- **EXERCÍCIO PROPOSTO 1**
Transcreva, sem qualquer alteração, o trecho da entrevista que vai de "CG – Sem dúvida!" até "nesses mesmos locais.".
- **EXERCÍCIO PROPOSTO 2**
Escreva a continuação da entrevista, começando logo depois da última resposta apresentada.

CG – Esta viagem começou em outubro de 2017, num dia comum de férias de Outono em que não havia nada de interessante para fazer. Tinha acabado de ler uma série de romances eróticos ou New Adult, já que eram todos traduzidos, e fui à procura do mesmo estilo escrito em português. Não encontrei nada e não percebia porque é que ninguém escrevia nesse estilo. Então, pus-me a folhear os livros que tinha lido, pensando: “isto são cerca de 300 páginas, não é assim tanto… Ok, eu sou capaz”. Foi assim que nasceu o meu primeiro livro, da vontade de ler mais, e criei esta história para mim, para eu ler. E da vontade de representar um género literário que, em Portugal, é totalmente dominado por autoras americanas e do Reino Unido. Já não escrevia desde a adolescência, a não ser conteúdos científicos!
FA – Recentemente, no Facebook partilhaste um poema – um intemporal de Fernando Pessoa. O amor, para ti é “fogo que arde sem se ver…”?
CG – Quem me dera conseguir pegar nesse poema e reescrevê-lo, sob a minha interpretação. É algo que arde sem se ver, sim, mas não um fogo… é algo mais lento, mais ponderado.
FA – Barbara Walter diz que uma boa pergunta é aquela que a nossa mãe nos ensinou a nunca fazer. Que boa pergunta fizeste hoje? Ou nos últimos dias? Tens sempre resposta para uma pergunta que não gostasses que te fizessem?
CG – Na realidade, não há perguntas desconfortáveis para mim. Além disso, sou demasiado impulsiva, para ter uma resposta treinada.
FA – Determinação e ambição são características da Rita. Em que momentos te revês na personagem principal?
CG – Em todos! Mas, enquanto a Rita é determinada, eu diria que posso ser um pouco “obstinada”, para meu próprio mal.
FA – A Rua de Sá da Bandeira e a “Dama de Copas” têm mais valor para ti desde o dia oito?
CG – Sem dúvida! Tenho um carinho enorme pela Dama de Copas, pelas pessoas que lá trabalham e pela Inês Basek, Margarida Furst e João Coimbra. O dia 8, em Sá da Bandeira (Porto) e o dia 14, em Santa Justa (Lisboa), foram apenas mais um passo que demos juntos, numa jornada onde sinto que eles estão sempre ao meu lado.
FA – As viagens são cruciais para depois no sossego do lar criar uma personagem e viajar por outros mundos?
CG – “Esquece Quem Eu Sou”, baseia-se muito nas minhas vivências na cidade do Porto, aos dias de hoje. Mas, sim, novos lugares ajudam imenso a criar novas personagens e interação entre elas, nesses mesmos locais.

- **DADOS EXTRAÍDOS**
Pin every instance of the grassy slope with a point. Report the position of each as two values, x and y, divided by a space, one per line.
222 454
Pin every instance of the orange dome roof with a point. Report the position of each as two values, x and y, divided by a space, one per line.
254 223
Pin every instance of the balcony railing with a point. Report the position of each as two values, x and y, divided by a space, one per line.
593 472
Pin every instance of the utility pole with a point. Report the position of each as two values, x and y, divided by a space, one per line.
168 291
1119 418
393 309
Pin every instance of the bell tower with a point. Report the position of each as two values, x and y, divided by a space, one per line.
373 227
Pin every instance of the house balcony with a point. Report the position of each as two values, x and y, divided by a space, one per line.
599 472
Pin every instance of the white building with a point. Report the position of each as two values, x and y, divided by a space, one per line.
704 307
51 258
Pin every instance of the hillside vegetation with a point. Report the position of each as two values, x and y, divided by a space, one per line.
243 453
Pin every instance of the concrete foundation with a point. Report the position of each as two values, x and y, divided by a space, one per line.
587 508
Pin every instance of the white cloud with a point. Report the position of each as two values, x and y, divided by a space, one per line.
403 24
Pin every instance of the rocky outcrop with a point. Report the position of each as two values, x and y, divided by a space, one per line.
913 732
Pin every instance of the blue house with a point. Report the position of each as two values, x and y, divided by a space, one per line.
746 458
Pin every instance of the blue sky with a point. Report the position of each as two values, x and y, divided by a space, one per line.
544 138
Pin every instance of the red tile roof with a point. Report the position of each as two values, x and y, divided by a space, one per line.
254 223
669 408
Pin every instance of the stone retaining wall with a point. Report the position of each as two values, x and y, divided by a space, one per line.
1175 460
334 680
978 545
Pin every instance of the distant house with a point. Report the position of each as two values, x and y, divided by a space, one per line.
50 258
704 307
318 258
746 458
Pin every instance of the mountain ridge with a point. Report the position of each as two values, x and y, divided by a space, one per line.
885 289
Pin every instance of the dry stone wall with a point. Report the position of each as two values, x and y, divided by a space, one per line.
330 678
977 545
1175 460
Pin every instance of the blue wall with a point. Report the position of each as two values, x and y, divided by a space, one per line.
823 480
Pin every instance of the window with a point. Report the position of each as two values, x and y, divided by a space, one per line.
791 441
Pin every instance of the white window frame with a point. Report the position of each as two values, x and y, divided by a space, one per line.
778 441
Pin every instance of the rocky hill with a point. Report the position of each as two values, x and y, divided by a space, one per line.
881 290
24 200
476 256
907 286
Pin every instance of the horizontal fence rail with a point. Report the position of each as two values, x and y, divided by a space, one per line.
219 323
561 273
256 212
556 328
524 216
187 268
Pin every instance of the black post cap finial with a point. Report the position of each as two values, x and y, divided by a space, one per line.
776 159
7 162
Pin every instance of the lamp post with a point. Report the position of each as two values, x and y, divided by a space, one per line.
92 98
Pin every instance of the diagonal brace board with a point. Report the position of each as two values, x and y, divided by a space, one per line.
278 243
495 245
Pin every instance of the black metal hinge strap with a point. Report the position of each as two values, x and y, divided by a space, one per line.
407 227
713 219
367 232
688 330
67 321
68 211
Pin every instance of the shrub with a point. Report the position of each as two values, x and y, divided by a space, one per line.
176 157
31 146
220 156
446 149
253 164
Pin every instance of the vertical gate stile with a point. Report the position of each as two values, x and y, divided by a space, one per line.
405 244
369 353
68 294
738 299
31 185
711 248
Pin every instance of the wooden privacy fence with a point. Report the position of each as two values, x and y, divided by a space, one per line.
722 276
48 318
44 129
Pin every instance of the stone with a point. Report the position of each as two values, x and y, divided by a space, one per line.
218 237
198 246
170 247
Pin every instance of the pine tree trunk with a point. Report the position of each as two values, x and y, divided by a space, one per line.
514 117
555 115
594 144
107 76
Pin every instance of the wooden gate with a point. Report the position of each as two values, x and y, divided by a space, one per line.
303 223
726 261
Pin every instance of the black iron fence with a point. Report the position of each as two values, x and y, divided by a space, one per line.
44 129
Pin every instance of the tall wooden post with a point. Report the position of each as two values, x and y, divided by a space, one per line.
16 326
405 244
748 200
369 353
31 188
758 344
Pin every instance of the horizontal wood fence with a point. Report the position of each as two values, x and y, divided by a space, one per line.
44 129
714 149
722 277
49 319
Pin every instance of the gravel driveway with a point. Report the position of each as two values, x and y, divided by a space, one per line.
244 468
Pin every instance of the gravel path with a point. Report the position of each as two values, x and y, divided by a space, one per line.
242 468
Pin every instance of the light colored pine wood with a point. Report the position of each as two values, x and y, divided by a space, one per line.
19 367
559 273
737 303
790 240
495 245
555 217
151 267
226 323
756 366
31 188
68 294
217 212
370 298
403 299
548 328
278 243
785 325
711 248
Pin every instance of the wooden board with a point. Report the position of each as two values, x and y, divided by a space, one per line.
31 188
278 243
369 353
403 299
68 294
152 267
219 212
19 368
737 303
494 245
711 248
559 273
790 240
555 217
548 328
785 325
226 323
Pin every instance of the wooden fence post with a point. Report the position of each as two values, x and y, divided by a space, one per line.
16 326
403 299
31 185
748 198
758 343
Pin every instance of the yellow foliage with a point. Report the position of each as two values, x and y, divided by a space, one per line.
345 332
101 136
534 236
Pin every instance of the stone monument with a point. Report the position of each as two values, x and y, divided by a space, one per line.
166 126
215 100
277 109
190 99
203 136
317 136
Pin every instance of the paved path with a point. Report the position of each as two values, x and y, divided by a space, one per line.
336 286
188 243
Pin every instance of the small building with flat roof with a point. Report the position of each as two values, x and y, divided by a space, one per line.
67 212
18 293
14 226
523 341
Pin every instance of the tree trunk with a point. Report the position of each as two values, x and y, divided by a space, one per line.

- **RESPOSTA 1**
CG – Sem dúvida! Tenho um carinho enorme pela Dama de Copas, pelas pessoas que lá trabalham e pela Inês Basek, Margarida Furst e João Coimbra. O dia 8, em Sá da Bandeira (Porto) e o dia 14, em Santa Justa (Lisboa), foram apenas mais um passo que demos juntos, numa jornada onde sinto que eles estão sempre ao meu lado.
FA – As viagens são cruciais para depois no sossego do lar criar uma personagem e viajar por outros mundos?
CG – “Esquece Quem Eu Sou”, baseia-se muito nas minhas vivências na cidade do Porto, aos dias de hoje. Mas, sim, novos lugares ajudam imenso a criar novas personagens e interação entre elas, nesses mesmos locais.

- **RESPOSTA 2**
FA – Um romance que “… possui todos os ingredientes para nos envolver…”? Que traços da Rita transportas de forma inconsciente para o teu dia-a-dia?
CG – A sua determinação e perseverança, indubitavelmente. E, aproveito a pergunta para abordar outro tema. A Rita é muito segura, não tem medo de perseguir os seus sonhos, não tem vergonha de dizer o que sente, nem de si mesma. De certa forma, julgo que a maioria dos romances ainda apontam uma mulher insegura e dependente do amor de um homem ou de outra mulher para se afirmar. A Rita não é nada disso! E, subtilmente, quis passar, precisamente, essa mensagem. Todas as mulheres têm direito ao amor, independentemente do seu aspecto físico, da sua profissão, das suas ambições, etc… Acho que é esse o ingrediente que nos envolve. A mulher moderna irá rever-se na Rita; a mulher “antiquada”, quererá ser como ela.
FA – Que livro “com bolinha vermelha” mexeu mais contigo?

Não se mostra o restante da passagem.